> _To do_
Look through the listing below and report the lines that have the word "duck" in them.

> _Records shown_
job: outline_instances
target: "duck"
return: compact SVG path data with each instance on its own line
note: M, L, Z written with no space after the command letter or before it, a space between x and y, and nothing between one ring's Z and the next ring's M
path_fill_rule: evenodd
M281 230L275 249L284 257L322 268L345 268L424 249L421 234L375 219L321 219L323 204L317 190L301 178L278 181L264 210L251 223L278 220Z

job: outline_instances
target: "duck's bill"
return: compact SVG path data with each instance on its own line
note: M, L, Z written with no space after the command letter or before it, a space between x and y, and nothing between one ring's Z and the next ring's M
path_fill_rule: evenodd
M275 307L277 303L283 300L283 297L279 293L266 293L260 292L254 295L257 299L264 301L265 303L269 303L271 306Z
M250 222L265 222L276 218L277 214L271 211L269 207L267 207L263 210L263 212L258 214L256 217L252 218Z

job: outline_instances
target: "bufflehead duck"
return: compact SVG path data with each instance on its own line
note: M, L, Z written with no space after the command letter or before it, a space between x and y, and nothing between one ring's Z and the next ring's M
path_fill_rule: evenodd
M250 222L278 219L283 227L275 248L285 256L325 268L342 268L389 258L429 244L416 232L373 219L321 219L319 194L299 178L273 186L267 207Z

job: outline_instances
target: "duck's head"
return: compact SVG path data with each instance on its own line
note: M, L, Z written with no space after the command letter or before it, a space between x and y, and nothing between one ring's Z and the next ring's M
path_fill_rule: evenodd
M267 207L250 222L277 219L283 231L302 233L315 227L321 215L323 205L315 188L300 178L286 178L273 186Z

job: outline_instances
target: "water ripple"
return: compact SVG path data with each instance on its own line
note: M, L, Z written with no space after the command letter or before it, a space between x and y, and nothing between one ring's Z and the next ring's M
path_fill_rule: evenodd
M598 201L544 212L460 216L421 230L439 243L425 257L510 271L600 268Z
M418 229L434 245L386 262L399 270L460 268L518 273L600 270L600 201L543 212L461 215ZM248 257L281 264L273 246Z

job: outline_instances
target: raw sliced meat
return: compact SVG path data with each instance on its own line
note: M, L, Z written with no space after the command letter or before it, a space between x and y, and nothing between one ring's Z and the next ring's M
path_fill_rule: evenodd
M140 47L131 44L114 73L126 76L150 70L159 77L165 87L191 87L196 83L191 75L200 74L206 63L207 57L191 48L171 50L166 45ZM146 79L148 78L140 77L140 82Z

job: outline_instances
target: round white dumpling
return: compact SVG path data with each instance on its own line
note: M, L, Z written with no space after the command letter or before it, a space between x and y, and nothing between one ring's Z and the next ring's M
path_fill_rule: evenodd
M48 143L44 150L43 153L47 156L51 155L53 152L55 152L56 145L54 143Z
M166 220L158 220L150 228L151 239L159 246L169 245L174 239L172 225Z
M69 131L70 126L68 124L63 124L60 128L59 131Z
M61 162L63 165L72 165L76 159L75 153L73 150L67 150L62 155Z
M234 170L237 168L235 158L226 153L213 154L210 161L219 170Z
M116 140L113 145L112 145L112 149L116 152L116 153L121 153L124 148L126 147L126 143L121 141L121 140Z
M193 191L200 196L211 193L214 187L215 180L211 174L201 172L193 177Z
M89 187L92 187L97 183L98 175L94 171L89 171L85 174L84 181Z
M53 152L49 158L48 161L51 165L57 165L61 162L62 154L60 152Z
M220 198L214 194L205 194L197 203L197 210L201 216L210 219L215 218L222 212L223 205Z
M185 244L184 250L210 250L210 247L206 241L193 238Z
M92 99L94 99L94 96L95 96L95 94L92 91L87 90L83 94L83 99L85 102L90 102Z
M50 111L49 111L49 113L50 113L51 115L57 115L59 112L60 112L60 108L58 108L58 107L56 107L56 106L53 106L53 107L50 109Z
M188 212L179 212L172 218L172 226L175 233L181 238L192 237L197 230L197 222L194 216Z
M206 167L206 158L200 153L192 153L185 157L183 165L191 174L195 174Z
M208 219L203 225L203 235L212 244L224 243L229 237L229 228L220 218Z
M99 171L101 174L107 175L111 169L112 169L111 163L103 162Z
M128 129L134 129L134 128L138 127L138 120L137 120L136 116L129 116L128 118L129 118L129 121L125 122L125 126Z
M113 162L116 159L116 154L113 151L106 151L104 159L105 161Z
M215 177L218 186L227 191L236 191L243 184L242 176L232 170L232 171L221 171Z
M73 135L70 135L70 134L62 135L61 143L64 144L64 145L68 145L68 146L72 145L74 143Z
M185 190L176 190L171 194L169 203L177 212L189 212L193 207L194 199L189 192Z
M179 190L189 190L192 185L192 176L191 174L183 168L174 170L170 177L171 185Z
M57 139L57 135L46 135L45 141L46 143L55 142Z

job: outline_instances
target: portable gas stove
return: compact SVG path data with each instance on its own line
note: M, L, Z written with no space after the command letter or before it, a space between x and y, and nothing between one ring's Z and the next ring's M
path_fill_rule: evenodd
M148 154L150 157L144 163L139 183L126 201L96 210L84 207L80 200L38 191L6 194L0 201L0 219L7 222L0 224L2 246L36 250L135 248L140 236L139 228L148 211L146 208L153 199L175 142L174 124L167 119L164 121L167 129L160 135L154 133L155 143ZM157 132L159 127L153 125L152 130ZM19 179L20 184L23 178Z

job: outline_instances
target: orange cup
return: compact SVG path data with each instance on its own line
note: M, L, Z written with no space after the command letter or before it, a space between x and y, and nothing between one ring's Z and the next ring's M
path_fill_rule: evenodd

> _Output below_
target: "duck"
target: "duck's bill"
target: "bufflehead duck"
target: "duck's head"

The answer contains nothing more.